_Requests:_
A) List the ways Stata can reply to a question the user regards as numerical, as given in the Statalist post.
B) Please edit the listing, beginning at its first line and stopping after the line that has "[[16, 39, 112, 100]]": replace "Detect" with "Locate" there, change nothing else, and return only those lines.

_Text:_
Statalist


[Date Prev][Date Next][Thread Prev][Thread Next][Date Index][Thread Index]

RE: st: Collapse with sum function and missing values


From   "Nick Cox" <n.j.cox@durham.ac.uk>
To   <statalist@hsphsun2.harvard.edu>
Subject   RE: st: Collapse with sum function and missing values
Date   Wed, 10 Feb 2010 12:41:52 -0000

Michael isn't the first to be surprised by this behaviour. 

Raoul Reulen remembered a 2004 thread to which I contributed, which was more than I did. Start at http://www.stata.com/statalist/archive/2004-07/msg00779.html

It's a commonplace of mathematics, philosophy, law, love, sport for all I know, that combining reasonable rules can sometimes produce unreasonable results, or so it may seem. Sometimes the rules don't then seem so reasonable. Other times a closer analysis makes them seem reasonable after all. 

Here's my version of the facts. It's an extension of Joseph McDonnell's answer, which I think has the nub of the matter. 

Stata is here following two specific rules:

1. When computing sums, initialise the result at 0 and add pertinent numbers one by one until done. The result is the sum. 

2. When computing sums, ignore missings. 

The surprise to some that a set of values which is all missings sums to 0 may arise because they feel sure what the answer should be, namely missing. This kind of principle is fine when all reasonable people can agree on what the answer should be, but designing a large program is not best based on a series of ad hoc decisions on what answers should be. It is better based on a small number of rules that hang together. The price is a few surprises, but overall users are better served by consistency than by caprice. 

Consider a related problem. What is the sum of an empty set? Let's denote an empty set by { }. 

I can think of three non-crazy answers. 

1. The question is silly, or at least unanswerable in principle. 

2. The answer is that no one can say. 

3. There is a determinate answer -- which is in fact 0. 

These three verbal answers correspond one-to-one with three ways that Stata can reply to a question which the user regards as numerical: 

1. An error message. 

2. A result of missing. 

3. A determinate result. 

The reason for the answer of 0 is given by extending the problem. Imagine combining that empty set with any non-empty set, say {1,2,3}. What is the sum of the combined set? The Stataish answer is that 

sum of {} + sum of {1,2,3} = sum of {1,2,3} 

which is clearly 6. Hence the sum of {} is 0. Insisting that sum of {} is missing prevents you ever combining that result helpfully with anything else. 

This problem, which I called "related", is in fact really the same problem in Stata's mind. Since missings are ignored, it's as if they don't exist. Thus a set of values that is all missing is equivalent to an empty set.

[Data items]
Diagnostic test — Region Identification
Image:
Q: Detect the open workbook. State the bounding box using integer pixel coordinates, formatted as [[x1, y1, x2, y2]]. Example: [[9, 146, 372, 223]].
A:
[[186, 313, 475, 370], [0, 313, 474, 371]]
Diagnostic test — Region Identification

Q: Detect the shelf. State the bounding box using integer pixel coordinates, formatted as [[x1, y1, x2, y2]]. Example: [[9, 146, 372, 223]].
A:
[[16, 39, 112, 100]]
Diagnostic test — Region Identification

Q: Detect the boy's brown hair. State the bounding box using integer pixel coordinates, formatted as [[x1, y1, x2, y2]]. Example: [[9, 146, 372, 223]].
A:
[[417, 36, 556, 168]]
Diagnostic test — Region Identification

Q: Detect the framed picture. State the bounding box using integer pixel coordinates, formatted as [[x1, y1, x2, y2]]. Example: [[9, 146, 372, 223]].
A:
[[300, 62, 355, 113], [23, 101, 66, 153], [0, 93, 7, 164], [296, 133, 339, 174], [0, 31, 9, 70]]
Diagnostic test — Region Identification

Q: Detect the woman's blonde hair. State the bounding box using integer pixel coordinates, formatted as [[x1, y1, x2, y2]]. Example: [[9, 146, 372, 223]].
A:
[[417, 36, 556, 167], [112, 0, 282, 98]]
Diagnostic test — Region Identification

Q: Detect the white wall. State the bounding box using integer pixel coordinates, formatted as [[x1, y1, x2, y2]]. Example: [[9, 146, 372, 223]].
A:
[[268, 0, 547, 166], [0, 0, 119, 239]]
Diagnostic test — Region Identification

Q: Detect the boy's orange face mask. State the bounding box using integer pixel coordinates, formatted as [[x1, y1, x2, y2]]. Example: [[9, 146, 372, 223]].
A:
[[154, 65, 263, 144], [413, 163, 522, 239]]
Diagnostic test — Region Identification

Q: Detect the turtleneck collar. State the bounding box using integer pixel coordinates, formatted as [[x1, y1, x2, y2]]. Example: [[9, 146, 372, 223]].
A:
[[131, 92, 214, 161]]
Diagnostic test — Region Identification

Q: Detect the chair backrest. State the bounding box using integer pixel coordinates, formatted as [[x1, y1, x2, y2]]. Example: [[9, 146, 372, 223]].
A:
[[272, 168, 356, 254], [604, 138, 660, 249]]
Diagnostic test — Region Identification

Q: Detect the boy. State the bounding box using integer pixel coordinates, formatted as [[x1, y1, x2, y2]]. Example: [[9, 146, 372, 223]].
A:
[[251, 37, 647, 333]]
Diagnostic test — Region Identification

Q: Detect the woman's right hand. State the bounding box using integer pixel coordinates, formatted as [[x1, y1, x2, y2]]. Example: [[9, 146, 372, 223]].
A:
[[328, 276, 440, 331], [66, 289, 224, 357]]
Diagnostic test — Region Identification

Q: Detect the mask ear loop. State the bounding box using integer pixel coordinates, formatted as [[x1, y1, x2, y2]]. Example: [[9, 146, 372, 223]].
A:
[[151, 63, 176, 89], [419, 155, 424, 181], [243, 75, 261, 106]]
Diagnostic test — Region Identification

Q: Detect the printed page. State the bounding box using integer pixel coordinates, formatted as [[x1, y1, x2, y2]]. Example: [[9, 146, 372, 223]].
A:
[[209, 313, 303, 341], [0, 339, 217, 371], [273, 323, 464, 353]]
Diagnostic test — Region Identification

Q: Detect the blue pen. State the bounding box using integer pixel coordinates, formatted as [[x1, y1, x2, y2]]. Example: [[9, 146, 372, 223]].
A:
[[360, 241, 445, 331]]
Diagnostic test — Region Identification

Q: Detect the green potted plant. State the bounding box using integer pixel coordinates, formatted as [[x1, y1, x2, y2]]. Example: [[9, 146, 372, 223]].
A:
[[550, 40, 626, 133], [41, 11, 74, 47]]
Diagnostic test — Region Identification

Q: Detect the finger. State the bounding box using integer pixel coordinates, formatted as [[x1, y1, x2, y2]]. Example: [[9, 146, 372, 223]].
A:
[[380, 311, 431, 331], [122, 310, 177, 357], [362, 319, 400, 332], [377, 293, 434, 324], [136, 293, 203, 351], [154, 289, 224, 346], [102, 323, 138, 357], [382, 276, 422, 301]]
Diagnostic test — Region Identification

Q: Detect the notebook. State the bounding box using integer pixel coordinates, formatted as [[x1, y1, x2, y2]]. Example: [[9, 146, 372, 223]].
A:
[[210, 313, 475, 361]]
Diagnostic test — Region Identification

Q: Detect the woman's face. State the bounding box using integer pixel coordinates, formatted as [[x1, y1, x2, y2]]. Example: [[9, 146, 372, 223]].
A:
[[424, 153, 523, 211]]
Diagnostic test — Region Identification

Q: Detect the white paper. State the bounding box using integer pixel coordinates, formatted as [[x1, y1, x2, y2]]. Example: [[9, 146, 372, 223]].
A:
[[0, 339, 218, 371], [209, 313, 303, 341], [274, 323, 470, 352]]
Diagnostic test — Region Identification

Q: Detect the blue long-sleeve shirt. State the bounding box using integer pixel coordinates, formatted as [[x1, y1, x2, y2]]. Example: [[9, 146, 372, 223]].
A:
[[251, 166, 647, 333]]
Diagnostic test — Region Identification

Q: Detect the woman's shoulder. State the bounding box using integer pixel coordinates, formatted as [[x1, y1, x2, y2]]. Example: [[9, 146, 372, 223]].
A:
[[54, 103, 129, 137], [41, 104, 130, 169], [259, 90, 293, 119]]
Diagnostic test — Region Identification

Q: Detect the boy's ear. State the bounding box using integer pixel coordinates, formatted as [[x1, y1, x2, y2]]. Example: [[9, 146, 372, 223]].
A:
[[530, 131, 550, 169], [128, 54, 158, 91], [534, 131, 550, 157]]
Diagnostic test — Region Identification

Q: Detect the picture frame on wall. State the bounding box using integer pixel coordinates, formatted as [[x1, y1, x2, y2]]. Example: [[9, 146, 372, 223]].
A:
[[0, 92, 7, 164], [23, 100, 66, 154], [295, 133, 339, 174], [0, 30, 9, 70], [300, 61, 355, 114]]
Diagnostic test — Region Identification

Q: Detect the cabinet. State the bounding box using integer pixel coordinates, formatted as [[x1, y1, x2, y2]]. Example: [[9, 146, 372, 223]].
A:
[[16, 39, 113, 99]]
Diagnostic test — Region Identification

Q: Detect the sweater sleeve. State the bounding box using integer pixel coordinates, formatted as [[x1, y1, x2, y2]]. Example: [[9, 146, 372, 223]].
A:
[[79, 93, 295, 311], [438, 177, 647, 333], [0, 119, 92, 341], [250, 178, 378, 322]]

_Response list:_
A)
1. An error message.
2. A result of missing.
3. A determinate result.

B)
Diagnostic test — Region Identification
Image:
Q: Locate the open workbook. State the bounding box using integer pixel coordinates, formatted as [[x1, y1, x2, y2]]. Example: [[9, 146, 372, 223]].
A:
[[186, 313, 475, 370], [0, 313, 474, 371]]
Diagnostic test — Region Identification

Q: Locate the shelf. State the bounding box using integer pixel coordinates, formatted as [[x1, y1, x2, y2]]. Example: [[9, 146, 372, 223]].
A:
[[16, 39, 112, 100]]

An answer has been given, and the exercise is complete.